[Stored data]
###

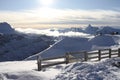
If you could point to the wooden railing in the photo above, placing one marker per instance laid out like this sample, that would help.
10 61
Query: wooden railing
78 56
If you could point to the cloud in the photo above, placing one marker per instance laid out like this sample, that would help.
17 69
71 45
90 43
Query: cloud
53 32
60 16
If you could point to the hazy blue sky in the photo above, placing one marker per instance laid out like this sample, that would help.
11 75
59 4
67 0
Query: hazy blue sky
40 12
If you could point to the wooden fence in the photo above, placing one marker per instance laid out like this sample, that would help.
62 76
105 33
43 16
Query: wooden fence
78 56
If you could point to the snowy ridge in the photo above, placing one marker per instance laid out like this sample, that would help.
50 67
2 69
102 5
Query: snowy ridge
76 44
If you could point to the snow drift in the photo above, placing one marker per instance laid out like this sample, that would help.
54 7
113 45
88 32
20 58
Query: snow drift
105 70
76 44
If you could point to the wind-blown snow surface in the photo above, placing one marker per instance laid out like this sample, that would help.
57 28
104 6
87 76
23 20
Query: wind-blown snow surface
105 70
26 70
76 44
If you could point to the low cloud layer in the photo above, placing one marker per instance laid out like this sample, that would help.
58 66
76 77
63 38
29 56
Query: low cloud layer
51 32
56 16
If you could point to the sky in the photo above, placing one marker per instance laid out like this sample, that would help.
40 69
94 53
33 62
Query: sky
62 13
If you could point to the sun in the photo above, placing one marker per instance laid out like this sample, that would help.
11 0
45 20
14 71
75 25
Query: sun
46 2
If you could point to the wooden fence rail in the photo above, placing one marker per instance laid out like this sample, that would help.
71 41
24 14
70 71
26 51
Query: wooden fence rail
78 56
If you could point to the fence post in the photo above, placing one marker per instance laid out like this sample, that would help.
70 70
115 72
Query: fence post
99 55
67 58
85 56
39 63
118 52
109 53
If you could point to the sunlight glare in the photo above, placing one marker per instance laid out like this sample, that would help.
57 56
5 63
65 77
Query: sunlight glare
46 2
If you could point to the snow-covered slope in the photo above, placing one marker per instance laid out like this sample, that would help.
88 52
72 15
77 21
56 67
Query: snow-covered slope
27 70
105 70
19 47
108 30
76 44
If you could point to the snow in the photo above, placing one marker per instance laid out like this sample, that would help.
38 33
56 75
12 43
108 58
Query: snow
104 70
25 70
77 44
68 40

###

__AIM OF THE EXERCISE__
Print all entries exactly; skip the pictures.

__SOLVED EXERCISE__
If you could point to the wooden railing in the photo above, placing one marker per instance laid out like this sample, that would help.
10 61
Query: wooden railing
78 56
If you could point to the cloud in the photo above, placing one marker per instance laid out like this sample, that would help.
17 69
71 45
90 43
Query: cloud
53 32
60 16
If you could point to the hazy blue sky in the photo above, placing one marker per instance laid out like this sample, that would help.
11 75
59 4
67 0
Query: hazy blue sky
40 12
If you could point to the wooden fence in the photo above, placing one marker per instance laid out like this sample, that would help.
62 76
105 33
43 16
Query: wooden fence
78 56
If you could point to the snowy ridge in the photo above, placing one marker per instance laid out like this sample, that would help.
50 67
2 69
102 5
Query: snowy ridge
76 44
If you could point to the snow drift in the photo above, placing one marker per instance laid out like this sample, that would help.
54 7
113 45
88 32
20 58
Query: snow drift
105 70
76 44
If you could point to the wind-blown snow surface in the photo above, placing one marker per instance laid out like this sample, that would help.
57 28
104 6
87 76
23 20
Query: wind-blown snow surface
105 70
26 70
76 44
If you could point to the low cloud layer in the photo above, placing one marker per instance laid out like this sample, that would help.
58 66
76 77
63 38
29 56
Query: low cloud layer
51 32
56 16
If you could point to the sky in the photo above, placing one marker per instance laid out like this sample, that would help.
40 69
94 53
33 62
Query: sky
62 13
If you could point to the sun in the photo above, placing one marker per instance laid out like this sample, that would help.
11 0
45 20
14 71
75 25
Query: sun
46 2
If you could point to the wooden fence rail in the photo above, placing one marker per instance laid out like this sample, that would help.
71 41
24 14
70 71
26 51
Query: wooden fence rail
78 56
If you could point to the fence post in the photo above, placing one marker per instance laid out like this sample, that would help.
70 70
115 72
Query: fence post
99 55
67 58
85 56
39 63
118 52
109 53
If you could point to the sunlight glare in the photo above, placing one marker per instance laid out like this sample, that would help.
57 56
5 63
65 77
Query: sunlight glare
46 2
If you could point to the snow-covered slope in the photo above, placing one marker per instance laid out like this sample, that would help.
88 52
72 15
77 21
56 67
Query: snow-covered slope
27 70
105 70
19 47
108 30
76 44
If you could point to the snow in the photo above, placing one marker per instance laid out like this sample, that would help.
38 33
56 75
12 43
108 58
Query: snow
104 70
25 70
77 44
68 40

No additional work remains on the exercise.